> _Task brief_
Lines to restate from the data below: from the one containing "Category: round emblem sticker" to the one containing "Category: chrome headlight rim", both included. Give them again exactly, and only them.

[[ Input, beginning ]]

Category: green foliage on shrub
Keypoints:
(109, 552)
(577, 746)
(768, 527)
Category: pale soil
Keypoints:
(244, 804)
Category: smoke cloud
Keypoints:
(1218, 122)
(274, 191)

[[ Input, end ]]
[[ Input, beginning ]]

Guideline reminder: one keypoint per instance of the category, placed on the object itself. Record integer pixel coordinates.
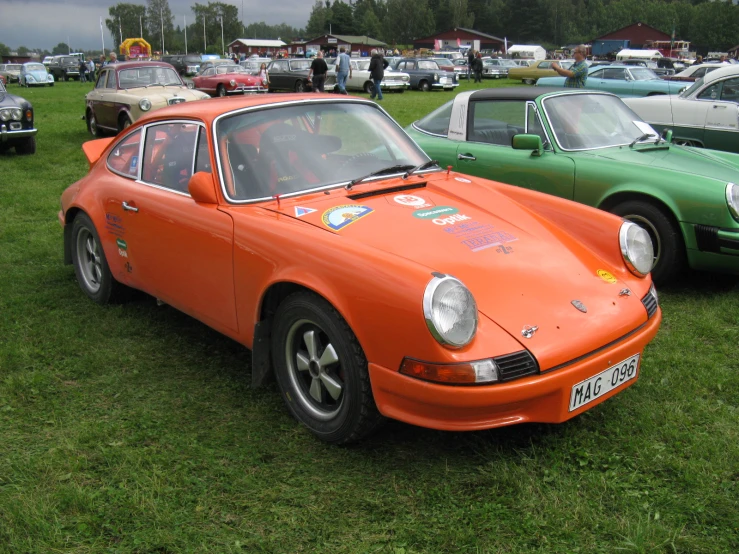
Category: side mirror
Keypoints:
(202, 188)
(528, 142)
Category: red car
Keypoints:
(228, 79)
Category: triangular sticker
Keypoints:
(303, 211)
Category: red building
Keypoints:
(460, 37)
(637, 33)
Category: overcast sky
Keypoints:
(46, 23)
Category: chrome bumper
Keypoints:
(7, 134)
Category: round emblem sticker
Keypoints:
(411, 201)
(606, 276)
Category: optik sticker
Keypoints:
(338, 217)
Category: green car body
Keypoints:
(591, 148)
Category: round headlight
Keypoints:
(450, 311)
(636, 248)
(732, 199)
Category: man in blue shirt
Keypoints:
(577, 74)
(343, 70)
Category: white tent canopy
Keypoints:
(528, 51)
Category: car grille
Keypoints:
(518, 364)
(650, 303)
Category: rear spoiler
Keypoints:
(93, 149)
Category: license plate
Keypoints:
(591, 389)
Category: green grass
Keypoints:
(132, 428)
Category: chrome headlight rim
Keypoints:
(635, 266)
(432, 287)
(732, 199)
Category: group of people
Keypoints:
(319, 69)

[[ Input, end ]]

> _Output for this exercise_
Category: round emblem sticker
Keypoints:
(411, 201)
(606, 276)
Category: optik sticker
Keypoints:
(338, 217)
Category: green car body
Keypoints:
(591, 148)
Category: round headlight
Keypoints:
(450, 311)
(636, 248)
(732, 199)
Category: man in blue shirt
Keypoints:
(577, 74)
(343, 70)
Category: white tent canopy
Keypoints:
(528, 51)
Category: car grille
Keypoints:
(518, 364)
(650, 303)
Category: rear spoiler
Keypoints:
(93, 149)
Category: license plate
Keypoints:
(591, 389)
Category: green grass
Keypoints:
(132, 428)
Category: chrome headlight rim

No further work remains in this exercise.